— Task input —
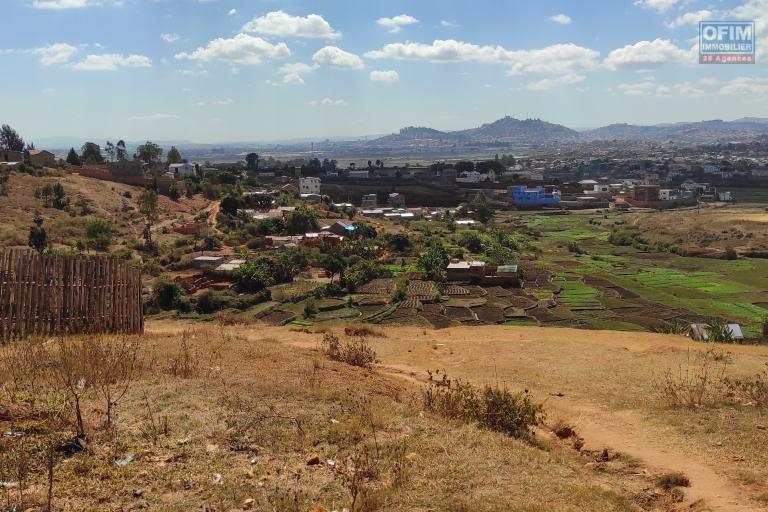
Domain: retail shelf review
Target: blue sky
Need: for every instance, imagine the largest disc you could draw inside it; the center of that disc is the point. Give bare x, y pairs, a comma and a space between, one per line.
248, 70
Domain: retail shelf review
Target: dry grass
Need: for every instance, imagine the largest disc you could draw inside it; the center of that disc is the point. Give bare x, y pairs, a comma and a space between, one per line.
257, 419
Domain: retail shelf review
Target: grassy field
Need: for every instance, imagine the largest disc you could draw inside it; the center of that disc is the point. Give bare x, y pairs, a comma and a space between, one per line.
256, 418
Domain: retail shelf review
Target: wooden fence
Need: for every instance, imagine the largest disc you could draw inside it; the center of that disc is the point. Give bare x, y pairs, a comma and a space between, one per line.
52, 294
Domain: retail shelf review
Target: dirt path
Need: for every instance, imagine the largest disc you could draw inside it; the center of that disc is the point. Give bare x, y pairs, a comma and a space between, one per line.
628, 433
213, 211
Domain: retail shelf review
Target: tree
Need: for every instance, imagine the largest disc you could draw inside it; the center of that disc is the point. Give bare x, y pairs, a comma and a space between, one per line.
148, 208
58, 196
109, 149
252, 161
302, 220
333, 263
91, 153
120, 150
433, 262
149, 153
174, 157
255, 275
230, 205
73, 158
10, 139
38, 238
482, 211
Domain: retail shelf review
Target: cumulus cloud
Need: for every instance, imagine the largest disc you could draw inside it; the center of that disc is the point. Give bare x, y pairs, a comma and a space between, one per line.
328, 102
384, 76
112, 62
170, 38
555, 59
562, 19
551, 83
690, 18
646, 55
282, 24
637, 89
57, 53
745, 86
241, 49
657, 5
293, 74
336, 57
72, 4
153, 117
396, 23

— Instructions to follow —
Copy the records exactly. Skip the pictures.

— In response —
Domain: retail shelf review
Target: blue sky
Need: for every instance, imagine the largest disc you could draw inside it; the center of that disc is the point. Give bare x, y pairs, a comma and a space between, one per line.
248, 70
Domain: retail shelf review
Target: dry grass
Need: for every instance, imagine the largest disc you could draw inside it; the center of that disc is the point. Give bare x, y pairs, a comma and a space between, one per line.
257, 419
Domain: retail shelf review
Target: grassy field
Need: for every instance, imagine the largest disc you could draw inside it; the center of that disc is the point. Give bare x, y pairs, a comma and a space between, one per line.
256, 418
Domain: retail shelf review
Target: wooden fence
Need: for every instance, imagine the largest disc you could draw inside it; the center of that disc is the point. Give bare x, y pairs, a comma and a space between, one per line.
52, 294
Domain: retail shelf review
Target: dirt path
Need: for every instance, imagine the largest disc you could draw inside it; the center of that disc is the point. Give bare x, y pairs, a comma and a space between, one per line.
628, 433
213, 211
Domain: retail shelf review
Target: tree
Need: for every instance, imagine the largest disc you could draw inside it; the center of that disc is the point. Give bare x, y pairs, a comma and a space between, one per line.
148, 208
58, 196
109, 149
252, 161
302, 220
333, 263
91, 153
120, 150
433, 262
149, 153
174, 157
255, 275
230, 205
73, 158
10, 139
38, 238
482, 211
Domain: retail shelf review
Target: cumulus cloud
Need: for every instance, imagine the largest disc you could draw inside it; the center of that disc is the point. Give bare x, y pairs, a comma and a space between, one per line.
328, 102
384, 76
112, 62
170, 38
555, 59
562, 19
551, 83
690, 18
646, 55
282, 24
637, 89
57, 53
745, 86
241, 49
657, 5
293, 74
336, 57
72, 4
153, 117
396, 23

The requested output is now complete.